WHAT THIS EXERCISE ASKS
1. Write out the part of the passage on X and the Digital Services Act from "Then another main" up to and including "for online advertising.".
2. Extend the passage on X and the Digital Services Act with the part that would follow its last sentence.

TEXT EXCERPT
Then another main point of concern is the policy of the blue check mark that users may mistakenly identify as a sign of authoritativeness of the account, but instead, it can just be bought. And so, it is not really a way of identifying the authoritative content on the platform. Then another point was the absence of searchable and reliable tools that allows to query the other repository that is required by Article 39 of the DSA, so the repository that should allow users to search and identify which kind of target groups are used for online advertising.
Then the last point concerned basically the fact that X denied access to data as per Article 40(12), so the access to public data through the API. Then this request for information prompted the start of the proceedings of infringement that actually, in the case of X, followed these main topics. So there is, in this case, one-to-one correspondence between the topics highlighted in this press release and the topics that then the full Commission decision that is available as a legal document is considered.

DATA BLOCK
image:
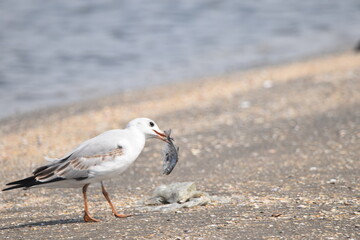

ANSWERS TO THE EXERCISE
1.
Then another main point of concern is the policy of the blue check mark that users may mistakenly identify as a sign of authoritativeness of the account, but instead, it can just be bought. And so, it is not really a way of identifying the authoritative content on the platform. Then another point was the absence of searchable and reliable tools that allows to query the other repository that is required by Article 39 of the DSA, so the repository that should allow users to search and identify which kind of target groups are used for online advertising.

2.
So also the Commission decision goes through these five main topics and also the outcomes, the preliminary outcomes, of the investigation that have been released in the summer of last year focus on these areas. So the dark patterns, in particular the blue check mark, the advertising transparency, and the data access for researchers. While for the other two points, the investigation continues, so the points more related to content moderation and complaint handling.
In their findings, the Commission actually argued that they found the infringements of the DSA for these three areas. In particular, they argued that X designs and operates its blue check mark in a way that the deceives users, because anyone can subscribe to obtain the verified status.
Secondly, X does not comply with the required transparency on advertising as it does not provide a searchable and reliable advertisement repository. So it does not allow users to supervise the emerging risks of advertising. Then it fails to provide access to its public data to researchers in line with the Article 40(12) of the DSA.
To recap, there is a close connection between the request for information, the initiation of proceedings, and the preliminary findings, especially for the three areas mentioned: dark patterns, advertising transparency, and data access. I think this sums up my case study.
Ramsha Jahangir:
Thanks so much for that very comprehensive recap, Matteo. Moving up to the role of DSCs very closely, could you tell us a little bit about the role of different actors within DSA and how that contributes to transparency around the enforcement of this regulation?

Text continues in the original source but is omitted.